▶ _Directions_
In the records below, copy out character for character the part that opens with the line containing "outline rock" and closes with the line containing "66), (53, 67)]", including both of those lines.

(Lines of data)
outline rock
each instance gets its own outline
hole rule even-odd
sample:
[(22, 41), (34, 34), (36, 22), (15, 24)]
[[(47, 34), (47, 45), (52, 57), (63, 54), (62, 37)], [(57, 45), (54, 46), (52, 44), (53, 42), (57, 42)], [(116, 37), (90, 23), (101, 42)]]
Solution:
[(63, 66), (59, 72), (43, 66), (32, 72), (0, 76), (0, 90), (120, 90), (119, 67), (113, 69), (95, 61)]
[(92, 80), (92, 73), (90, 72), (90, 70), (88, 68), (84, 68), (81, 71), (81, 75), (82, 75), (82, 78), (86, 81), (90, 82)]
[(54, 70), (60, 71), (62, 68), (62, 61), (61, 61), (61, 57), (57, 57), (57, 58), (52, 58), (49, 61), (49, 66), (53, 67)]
---
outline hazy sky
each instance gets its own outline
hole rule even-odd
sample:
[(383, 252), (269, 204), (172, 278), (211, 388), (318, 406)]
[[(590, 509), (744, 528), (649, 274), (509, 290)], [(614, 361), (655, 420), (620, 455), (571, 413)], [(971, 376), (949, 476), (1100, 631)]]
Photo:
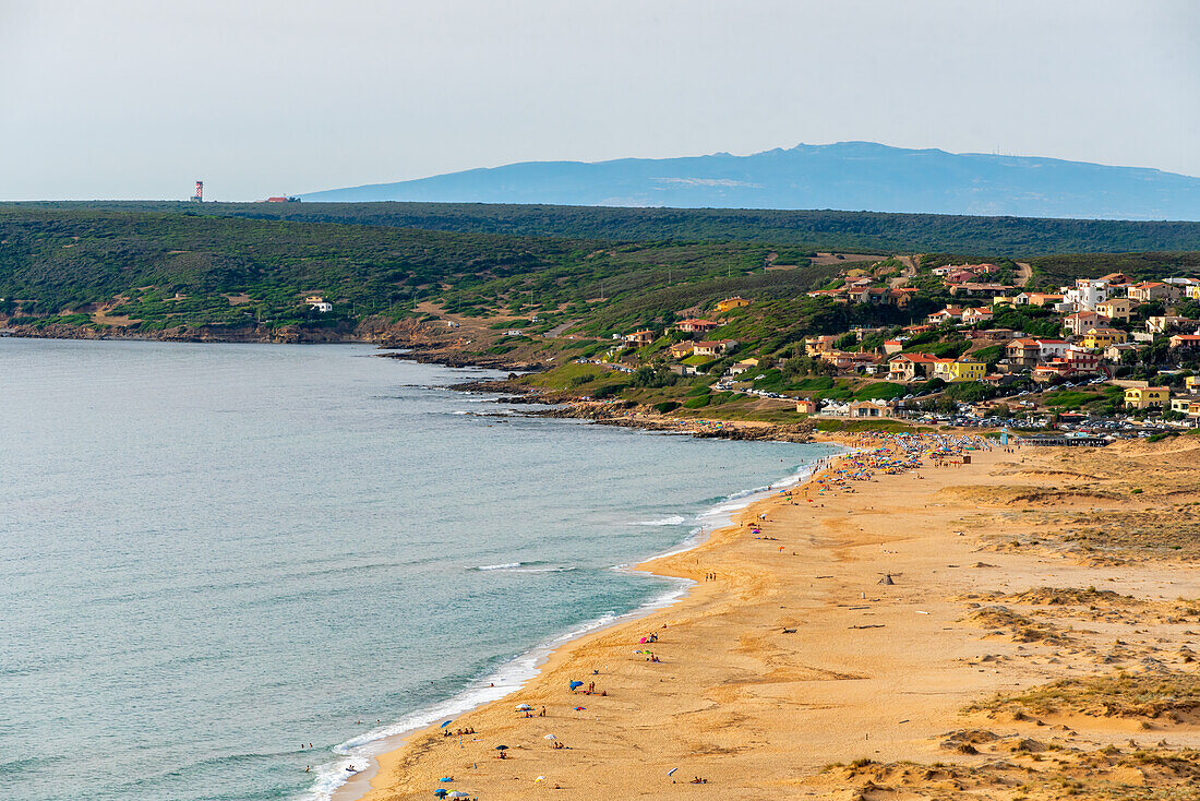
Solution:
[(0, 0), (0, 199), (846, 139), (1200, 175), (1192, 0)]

▶ _Solution to the problem_
outline rock
each instance gets its own outline
hole rule even-odd
sample:
[(22, 41), (34, 34), (36, 22), (15, 24)]
[[(47, 34), (47, 45), (52, 57), (63, 54), (62, 37)], [(57, 45), (54, 46), (52, 44), (53, 42), (57, 42)], [(116, 37), (90, 23), (101, 42)]]
Solution:
[(63, 66), (59, 72), (43, 66), (32, 72), (0, 76), (0, 90), (120, 90), (119, 67), (113, 69), (95, 61)]
[(92, 80), (92, 73), (90, 72), (90, 70), (88, 68), (84, 68), (81, 71), (81, 75), (82, 75), (82, 78), (86, 81), (90, 82)]
[(54, 70), (60, 71), (62, 68), (62, 61), (61, 61), (61, 57), (57, 57), (57, 58), (52, 58), (49, 61), (49, 66), (53, 67)]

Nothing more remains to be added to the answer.